• _PROMPT_:
Make an exact reproduction of all the data.

---------------

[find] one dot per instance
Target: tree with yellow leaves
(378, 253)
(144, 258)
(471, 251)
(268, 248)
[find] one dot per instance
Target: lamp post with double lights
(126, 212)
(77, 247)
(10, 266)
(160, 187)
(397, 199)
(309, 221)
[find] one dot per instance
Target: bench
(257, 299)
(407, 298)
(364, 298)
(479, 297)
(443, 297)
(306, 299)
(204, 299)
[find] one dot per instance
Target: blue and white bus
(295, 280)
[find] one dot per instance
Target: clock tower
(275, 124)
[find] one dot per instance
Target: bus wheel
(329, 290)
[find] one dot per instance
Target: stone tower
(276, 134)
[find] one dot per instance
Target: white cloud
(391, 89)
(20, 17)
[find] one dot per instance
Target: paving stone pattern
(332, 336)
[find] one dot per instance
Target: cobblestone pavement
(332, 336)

---------------

• _ANSWER SPACE_:
[find] one dot per instance
Target: tree with yellow leaves
(378, 253)
(144, 258)
(471, 251)
(268, 248)
[find] one dot per instance
Target: lamp post with double lights
(126, 212)
(77, 247)
(10, 266)
(160, 187)
(397, 199)
(309, 221)
[find] one dot per instance
Target: bench
(257, 299)
(407, 298)
(364, 298)
(479, 297)
(443, 297)
(306, 299)
(204, 299)
[find] one dot per instance
Target: blue and white bus
(295, 280)
[find] one dot per instance
Target: clock tower
(275, 124)
[find] one dot per instance
Target: bus wheel
(329, 290)
[find] one dot per instance
Target: stone tower
(276, 134)
[find] one dot per instance
Target: white cloud
(391, 89)
(20, 17)
[find] one dot per instance
Target: paving stone pattern
(332, 336)
[find] one dot per instance
Target: cobblestone pavement
(332, 336)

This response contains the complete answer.